**What is being asked**
Look through the listing for the word "chair". Copy each line that has it.
-- Material provided follows --
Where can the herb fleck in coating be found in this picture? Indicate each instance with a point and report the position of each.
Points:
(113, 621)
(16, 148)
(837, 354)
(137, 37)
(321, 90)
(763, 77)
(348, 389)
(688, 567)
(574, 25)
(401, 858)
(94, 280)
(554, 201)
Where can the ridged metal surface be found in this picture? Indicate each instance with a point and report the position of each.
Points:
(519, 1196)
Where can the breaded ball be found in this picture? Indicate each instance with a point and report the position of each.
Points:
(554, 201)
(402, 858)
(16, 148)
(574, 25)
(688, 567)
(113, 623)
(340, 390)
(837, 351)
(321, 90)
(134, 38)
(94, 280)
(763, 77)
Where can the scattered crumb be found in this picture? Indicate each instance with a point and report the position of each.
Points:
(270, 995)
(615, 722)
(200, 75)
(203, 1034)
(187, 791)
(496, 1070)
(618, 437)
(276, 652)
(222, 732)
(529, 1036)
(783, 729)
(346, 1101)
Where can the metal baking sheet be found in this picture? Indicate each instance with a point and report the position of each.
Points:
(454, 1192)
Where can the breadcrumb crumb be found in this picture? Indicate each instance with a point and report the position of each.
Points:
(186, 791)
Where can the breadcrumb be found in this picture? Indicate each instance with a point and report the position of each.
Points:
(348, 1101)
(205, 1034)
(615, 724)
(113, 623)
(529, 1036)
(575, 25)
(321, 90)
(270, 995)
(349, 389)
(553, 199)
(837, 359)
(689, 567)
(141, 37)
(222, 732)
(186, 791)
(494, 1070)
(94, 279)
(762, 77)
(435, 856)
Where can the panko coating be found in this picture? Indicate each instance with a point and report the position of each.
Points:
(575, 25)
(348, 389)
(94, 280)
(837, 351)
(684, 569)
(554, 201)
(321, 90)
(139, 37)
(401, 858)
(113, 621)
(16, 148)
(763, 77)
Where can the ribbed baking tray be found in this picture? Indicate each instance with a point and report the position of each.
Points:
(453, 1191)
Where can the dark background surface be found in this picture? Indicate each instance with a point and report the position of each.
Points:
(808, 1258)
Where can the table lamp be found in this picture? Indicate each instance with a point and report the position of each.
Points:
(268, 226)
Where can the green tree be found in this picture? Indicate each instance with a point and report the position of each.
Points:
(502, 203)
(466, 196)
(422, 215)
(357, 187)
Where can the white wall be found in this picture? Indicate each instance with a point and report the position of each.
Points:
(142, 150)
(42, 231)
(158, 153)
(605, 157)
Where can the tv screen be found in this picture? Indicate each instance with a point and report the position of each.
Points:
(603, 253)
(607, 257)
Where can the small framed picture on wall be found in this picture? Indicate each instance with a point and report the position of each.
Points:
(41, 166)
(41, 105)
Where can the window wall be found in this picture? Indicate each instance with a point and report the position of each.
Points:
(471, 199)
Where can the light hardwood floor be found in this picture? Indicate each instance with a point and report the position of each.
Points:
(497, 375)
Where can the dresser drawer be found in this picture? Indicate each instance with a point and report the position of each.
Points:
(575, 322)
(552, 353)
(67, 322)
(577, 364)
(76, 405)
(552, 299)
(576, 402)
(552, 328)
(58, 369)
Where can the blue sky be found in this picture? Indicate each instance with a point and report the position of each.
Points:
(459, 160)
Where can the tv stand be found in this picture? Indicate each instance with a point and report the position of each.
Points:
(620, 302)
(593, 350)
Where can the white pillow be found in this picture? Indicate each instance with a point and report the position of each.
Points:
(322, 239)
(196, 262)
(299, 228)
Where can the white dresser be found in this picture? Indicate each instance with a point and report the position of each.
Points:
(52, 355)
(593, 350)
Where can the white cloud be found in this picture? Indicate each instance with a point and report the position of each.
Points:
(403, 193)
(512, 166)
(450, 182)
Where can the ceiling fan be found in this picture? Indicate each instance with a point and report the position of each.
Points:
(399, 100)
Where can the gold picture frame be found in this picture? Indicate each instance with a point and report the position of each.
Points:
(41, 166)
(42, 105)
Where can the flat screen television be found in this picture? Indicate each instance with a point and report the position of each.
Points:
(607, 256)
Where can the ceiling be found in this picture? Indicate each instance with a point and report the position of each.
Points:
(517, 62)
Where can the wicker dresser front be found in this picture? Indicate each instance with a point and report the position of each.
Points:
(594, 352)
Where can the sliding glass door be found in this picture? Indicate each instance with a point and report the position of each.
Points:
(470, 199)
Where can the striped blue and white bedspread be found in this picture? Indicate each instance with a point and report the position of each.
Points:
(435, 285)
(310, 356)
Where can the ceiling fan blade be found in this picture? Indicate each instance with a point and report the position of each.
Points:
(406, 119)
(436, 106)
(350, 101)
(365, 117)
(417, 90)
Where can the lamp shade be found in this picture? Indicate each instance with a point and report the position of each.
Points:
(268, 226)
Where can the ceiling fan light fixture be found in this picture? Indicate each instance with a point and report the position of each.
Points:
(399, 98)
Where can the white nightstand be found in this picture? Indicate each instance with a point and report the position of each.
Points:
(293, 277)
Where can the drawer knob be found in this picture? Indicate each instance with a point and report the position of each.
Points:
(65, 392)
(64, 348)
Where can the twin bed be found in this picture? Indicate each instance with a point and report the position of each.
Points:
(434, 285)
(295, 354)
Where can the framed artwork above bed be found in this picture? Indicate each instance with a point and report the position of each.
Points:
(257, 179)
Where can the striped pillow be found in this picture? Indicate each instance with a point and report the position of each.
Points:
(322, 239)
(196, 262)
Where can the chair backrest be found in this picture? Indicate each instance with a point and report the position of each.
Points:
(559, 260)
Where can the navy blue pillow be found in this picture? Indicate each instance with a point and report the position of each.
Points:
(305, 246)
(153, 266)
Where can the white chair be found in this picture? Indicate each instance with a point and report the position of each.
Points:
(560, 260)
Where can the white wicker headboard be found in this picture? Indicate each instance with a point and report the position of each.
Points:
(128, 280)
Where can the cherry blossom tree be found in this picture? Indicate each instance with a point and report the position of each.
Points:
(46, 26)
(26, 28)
-- Material provided concluded --
**Output for this task**
Where can the chair backrest be found in this picture? Indicate each instance with a point and report the position of each.
Where can the white chair be found in this picture? Indicate each instance with a point and report the position of each.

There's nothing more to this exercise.